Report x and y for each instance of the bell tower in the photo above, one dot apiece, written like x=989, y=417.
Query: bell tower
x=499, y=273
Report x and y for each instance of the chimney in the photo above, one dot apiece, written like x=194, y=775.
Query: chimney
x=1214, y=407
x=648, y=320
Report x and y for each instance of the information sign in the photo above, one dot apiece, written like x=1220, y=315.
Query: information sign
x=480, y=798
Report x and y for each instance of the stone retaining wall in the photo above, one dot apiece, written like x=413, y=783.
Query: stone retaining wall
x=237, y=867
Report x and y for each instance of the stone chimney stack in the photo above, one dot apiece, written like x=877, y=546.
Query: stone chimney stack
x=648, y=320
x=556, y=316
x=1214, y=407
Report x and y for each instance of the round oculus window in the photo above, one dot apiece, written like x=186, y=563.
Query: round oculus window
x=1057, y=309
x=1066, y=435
◆ ◆ ◆ ◆ ◆ ◆ ◆
▸ Problem details
Recast all of the material above as a JSON list of strings, one string per line, with blank lines left out.

▸ Written reply
[
  "Report x and y for each instance of the bell tower in the photo above, one dot apiece, written like x=989, y=417.",
  "Query: bell tower",
  "x=499, y=273",
  "Report x and y for each instance of the chimney in the photo above, one dot apiece, written like x=194, y=775.",
  "Query: chimney",
  "x=1214, y=407",
  "x=648, y=320",
  "Report x and y for each instance of the information sign in the photo above, one dot apiece, written like x=1220, y=315.",
  "Query: information sign",
  "x=480, y=798",
  "Report x and y for each instance of the stone retaining wall in the photo above, one dot apiece, written like x=413, y=783.",
  "Query: stone retaining wall",
  "x=237, y=867",
  "Report x and y for each instance of the stone chimney stack in the photo above, one dot apiece, written like x=877, y=546.",
  "Query: stone chimney stack",
  "x=648, y=320",
  "x=556, y=316",
  "x=1214, y=407",
  "Report x and y for each instance of the round oculus window in the photo above, one dot apiece, written like x=186, y=563.",
  "Query: round oculus window",
  "x=1057, y=309",
  "x=1066, y=435"
]